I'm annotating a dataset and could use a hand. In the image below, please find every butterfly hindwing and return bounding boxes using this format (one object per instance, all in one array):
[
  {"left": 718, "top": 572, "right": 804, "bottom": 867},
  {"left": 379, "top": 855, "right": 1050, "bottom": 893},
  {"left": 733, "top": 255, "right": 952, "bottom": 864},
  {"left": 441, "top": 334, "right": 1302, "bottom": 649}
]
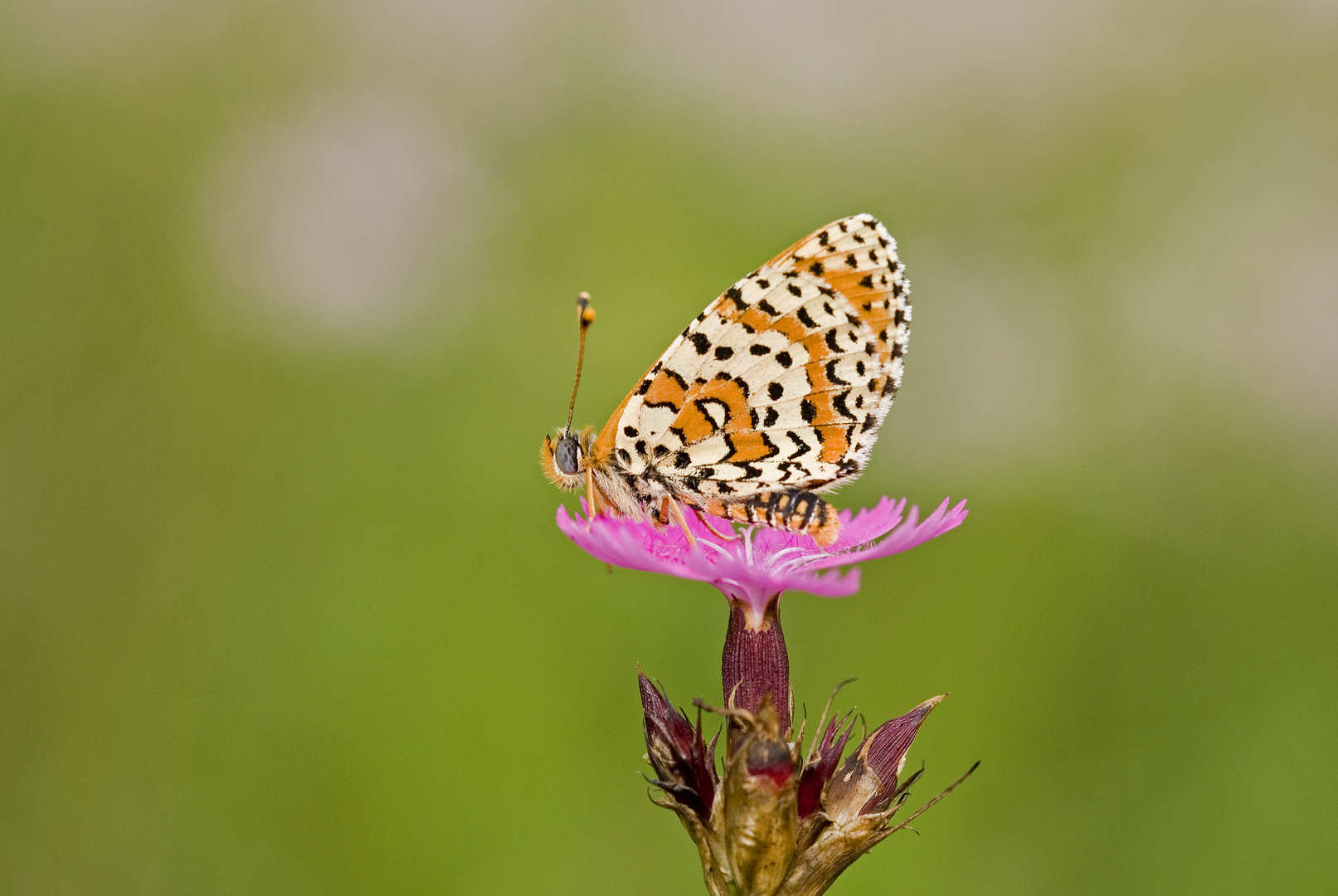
■ ■ ■ ■ ■
DIRECTIVE →
Can you copy all of the rows above word for word, leaving the pictures out?

THE COMPLETED TASK →
I'm annotating a dataset and could use a hand. In the image below, please find every butterfly hindwing and return bounding boxes using this format (one object per instance, all in one array):
[
  {"left": 718, "top": 572, "right": 804, "bottom": 867},
  {"left": 379, "top": 855, "right": 1050, "bottom": 893},
  {"left": 733, "top": 255, "right": 952, "bottom": 864},
  {"left": 441, "top": 334, "right": 1302, "bottom": 649}
]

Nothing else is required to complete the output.